Task prompt: Count the lines in the records below that contain the string "undergrowth", and reply with that number alone.

-------------------------

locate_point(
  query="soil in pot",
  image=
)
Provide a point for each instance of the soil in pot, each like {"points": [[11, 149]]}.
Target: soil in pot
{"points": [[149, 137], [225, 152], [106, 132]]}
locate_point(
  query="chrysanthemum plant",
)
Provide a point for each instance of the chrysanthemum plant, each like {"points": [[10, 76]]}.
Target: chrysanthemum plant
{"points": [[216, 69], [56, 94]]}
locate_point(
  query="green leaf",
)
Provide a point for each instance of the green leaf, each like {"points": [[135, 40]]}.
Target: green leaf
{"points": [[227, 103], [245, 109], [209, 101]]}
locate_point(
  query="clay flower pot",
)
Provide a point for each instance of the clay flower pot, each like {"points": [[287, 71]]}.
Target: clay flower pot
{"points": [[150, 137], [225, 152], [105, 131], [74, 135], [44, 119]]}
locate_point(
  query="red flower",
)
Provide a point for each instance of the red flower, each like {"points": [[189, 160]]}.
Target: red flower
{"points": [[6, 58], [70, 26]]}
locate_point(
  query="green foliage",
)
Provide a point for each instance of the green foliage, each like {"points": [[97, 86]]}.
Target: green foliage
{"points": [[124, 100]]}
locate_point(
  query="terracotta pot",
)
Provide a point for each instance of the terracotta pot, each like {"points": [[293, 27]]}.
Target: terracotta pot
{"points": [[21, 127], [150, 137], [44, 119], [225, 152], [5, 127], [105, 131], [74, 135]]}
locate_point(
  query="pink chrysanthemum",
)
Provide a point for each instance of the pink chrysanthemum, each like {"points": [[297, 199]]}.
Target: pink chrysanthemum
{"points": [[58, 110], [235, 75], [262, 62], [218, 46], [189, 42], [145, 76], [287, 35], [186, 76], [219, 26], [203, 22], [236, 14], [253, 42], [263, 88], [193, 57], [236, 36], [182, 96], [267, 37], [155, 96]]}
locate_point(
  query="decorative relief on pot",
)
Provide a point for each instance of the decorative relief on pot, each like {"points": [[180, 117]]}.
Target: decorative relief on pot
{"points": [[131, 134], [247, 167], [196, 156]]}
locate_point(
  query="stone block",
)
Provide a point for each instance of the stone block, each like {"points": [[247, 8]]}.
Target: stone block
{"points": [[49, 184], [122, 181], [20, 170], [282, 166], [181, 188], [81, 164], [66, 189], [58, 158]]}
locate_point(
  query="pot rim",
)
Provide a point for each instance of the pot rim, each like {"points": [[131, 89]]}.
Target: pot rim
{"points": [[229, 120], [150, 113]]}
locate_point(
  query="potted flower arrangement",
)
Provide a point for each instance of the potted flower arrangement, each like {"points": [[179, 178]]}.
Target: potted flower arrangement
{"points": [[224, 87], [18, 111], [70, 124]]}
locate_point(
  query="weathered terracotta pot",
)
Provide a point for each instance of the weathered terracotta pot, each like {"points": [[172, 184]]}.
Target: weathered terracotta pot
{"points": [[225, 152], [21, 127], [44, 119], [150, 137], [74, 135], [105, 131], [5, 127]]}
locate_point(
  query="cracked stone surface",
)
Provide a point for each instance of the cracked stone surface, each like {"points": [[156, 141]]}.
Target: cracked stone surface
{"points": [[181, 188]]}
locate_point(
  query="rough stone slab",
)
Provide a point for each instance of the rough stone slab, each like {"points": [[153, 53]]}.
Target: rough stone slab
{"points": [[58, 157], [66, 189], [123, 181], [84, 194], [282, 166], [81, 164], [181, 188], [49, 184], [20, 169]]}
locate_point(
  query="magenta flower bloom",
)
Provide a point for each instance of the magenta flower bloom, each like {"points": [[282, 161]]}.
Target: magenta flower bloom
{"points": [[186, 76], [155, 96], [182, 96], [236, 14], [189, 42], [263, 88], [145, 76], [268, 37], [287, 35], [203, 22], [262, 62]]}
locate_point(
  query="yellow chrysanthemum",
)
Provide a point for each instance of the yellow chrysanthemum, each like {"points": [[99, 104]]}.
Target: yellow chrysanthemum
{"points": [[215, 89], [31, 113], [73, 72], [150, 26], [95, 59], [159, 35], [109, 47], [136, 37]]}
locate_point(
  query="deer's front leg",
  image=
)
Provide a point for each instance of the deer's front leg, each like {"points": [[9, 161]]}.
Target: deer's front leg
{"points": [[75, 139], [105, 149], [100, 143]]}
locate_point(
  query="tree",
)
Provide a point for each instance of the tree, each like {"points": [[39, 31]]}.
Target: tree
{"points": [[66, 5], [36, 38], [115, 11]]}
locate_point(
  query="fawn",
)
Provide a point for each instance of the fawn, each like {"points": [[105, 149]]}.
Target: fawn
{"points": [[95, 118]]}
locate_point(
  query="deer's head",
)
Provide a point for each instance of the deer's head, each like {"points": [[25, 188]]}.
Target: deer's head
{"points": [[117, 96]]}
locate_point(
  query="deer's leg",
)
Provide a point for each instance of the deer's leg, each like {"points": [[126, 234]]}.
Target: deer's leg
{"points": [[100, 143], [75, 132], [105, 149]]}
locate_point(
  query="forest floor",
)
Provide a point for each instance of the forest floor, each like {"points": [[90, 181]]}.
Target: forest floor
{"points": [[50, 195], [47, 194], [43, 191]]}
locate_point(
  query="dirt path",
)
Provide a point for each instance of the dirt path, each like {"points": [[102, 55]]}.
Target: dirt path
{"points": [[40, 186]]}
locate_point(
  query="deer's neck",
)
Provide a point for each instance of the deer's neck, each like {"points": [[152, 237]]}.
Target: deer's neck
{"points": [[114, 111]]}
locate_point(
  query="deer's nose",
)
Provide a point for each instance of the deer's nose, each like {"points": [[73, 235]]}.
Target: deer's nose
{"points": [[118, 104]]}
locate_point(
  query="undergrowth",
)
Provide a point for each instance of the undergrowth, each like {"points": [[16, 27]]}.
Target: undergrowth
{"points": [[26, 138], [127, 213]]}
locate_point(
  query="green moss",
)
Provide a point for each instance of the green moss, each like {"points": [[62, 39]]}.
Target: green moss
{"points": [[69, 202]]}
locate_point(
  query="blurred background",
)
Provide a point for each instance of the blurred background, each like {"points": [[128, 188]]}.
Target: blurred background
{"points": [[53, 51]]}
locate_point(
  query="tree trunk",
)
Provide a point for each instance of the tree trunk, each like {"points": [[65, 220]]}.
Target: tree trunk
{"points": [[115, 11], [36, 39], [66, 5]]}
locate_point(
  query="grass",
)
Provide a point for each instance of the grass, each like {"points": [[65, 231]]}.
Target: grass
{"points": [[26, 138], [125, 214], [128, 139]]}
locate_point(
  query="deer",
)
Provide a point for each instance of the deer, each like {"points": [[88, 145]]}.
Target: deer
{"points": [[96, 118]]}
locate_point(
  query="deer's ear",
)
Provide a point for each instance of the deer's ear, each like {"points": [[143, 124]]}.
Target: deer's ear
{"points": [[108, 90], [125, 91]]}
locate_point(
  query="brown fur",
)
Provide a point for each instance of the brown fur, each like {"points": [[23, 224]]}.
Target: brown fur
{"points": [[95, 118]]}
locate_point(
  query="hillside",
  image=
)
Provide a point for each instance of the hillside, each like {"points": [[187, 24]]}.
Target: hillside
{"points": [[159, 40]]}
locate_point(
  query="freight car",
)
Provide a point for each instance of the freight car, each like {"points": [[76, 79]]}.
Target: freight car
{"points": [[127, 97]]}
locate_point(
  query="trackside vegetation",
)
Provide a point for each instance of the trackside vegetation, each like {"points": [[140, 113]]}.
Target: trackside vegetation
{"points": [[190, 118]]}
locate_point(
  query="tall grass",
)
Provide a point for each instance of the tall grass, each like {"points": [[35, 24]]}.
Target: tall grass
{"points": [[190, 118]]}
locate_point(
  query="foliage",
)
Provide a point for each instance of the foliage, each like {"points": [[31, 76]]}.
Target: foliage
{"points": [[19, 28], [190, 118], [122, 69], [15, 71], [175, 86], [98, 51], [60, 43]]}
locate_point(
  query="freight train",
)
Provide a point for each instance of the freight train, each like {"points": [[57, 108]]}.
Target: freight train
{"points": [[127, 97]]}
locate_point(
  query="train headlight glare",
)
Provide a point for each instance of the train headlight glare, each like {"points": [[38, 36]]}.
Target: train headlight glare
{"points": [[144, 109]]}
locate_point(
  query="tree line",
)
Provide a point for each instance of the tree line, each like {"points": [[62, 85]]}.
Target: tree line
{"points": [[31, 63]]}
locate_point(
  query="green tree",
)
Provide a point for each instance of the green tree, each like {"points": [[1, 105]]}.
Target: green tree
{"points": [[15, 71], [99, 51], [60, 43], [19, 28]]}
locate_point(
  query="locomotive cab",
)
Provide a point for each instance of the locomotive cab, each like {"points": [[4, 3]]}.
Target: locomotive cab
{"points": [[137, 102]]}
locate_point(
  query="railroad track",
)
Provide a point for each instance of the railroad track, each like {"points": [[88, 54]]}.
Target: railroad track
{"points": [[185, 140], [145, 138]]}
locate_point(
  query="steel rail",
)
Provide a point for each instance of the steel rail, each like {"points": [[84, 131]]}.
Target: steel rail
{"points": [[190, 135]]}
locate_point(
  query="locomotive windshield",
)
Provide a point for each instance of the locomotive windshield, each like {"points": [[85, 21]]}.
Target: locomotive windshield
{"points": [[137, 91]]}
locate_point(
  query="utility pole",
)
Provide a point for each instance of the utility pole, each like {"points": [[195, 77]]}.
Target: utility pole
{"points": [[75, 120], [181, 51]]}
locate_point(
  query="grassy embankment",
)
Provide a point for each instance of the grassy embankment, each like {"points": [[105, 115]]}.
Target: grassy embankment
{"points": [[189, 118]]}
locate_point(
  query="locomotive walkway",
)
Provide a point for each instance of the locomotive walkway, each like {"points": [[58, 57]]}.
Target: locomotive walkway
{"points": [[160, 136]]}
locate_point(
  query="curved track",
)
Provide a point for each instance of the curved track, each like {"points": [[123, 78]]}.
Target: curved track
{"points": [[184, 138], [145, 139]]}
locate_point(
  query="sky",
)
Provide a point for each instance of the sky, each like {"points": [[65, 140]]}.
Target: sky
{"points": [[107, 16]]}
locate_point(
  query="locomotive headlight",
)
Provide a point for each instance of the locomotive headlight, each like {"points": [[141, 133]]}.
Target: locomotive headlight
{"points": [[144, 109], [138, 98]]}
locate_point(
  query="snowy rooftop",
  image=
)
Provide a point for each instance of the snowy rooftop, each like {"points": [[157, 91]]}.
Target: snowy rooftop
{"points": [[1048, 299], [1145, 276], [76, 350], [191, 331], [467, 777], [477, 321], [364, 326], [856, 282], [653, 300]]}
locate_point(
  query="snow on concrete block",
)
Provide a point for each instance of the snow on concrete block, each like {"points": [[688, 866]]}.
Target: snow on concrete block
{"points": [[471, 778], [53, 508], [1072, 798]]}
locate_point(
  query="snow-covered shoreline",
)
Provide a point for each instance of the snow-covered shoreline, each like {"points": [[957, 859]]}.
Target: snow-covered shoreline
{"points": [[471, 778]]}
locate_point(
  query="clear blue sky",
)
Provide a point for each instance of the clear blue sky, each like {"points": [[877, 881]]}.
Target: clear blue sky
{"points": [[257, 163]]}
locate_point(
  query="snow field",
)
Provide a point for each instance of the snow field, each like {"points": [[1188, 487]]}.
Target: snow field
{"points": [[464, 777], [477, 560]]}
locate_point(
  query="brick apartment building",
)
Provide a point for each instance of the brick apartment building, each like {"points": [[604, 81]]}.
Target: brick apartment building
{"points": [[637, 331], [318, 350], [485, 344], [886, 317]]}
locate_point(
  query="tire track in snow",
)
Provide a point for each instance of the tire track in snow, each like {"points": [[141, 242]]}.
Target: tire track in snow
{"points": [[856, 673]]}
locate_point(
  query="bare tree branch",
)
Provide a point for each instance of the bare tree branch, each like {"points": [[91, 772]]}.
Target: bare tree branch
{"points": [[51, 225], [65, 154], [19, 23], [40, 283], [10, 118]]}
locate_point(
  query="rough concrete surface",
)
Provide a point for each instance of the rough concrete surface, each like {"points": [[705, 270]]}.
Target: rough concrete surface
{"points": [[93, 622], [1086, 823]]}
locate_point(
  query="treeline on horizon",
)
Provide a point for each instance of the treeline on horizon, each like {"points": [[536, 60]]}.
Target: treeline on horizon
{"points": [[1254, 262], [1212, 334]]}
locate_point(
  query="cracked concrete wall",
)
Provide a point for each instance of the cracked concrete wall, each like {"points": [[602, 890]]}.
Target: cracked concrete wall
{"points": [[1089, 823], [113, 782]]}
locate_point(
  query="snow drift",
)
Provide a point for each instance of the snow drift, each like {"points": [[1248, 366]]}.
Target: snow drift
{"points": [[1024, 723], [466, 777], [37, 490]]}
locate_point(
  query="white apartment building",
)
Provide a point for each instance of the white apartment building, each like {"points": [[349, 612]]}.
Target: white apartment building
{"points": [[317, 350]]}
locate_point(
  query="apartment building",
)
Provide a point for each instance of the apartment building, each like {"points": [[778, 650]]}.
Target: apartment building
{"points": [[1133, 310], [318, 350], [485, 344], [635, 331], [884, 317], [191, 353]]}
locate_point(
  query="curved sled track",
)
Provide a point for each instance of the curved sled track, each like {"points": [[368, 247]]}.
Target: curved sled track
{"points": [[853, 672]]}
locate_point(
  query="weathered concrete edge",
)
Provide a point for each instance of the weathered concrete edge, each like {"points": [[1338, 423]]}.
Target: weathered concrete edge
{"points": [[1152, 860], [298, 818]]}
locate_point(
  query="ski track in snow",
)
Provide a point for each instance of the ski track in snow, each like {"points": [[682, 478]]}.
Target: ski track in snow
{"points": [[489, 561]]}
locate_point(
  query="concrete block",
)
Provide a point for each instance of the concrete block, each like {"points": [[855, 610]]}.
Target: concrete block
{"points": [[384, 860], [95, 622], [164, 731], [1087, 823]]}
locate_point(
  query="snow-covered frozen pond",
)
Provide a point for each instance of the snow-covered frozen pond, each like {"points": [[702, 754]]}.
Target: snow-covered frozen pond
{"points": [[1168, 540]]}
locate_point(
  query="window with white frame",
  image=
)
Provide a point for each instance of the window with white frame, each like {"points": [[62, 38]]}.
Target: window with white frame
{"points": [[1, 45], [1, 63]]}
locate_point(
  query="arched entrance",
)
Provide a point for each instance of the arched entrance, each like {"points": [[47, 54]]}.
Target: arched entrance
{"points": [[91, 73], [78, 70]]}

-------------------------

Task result: 3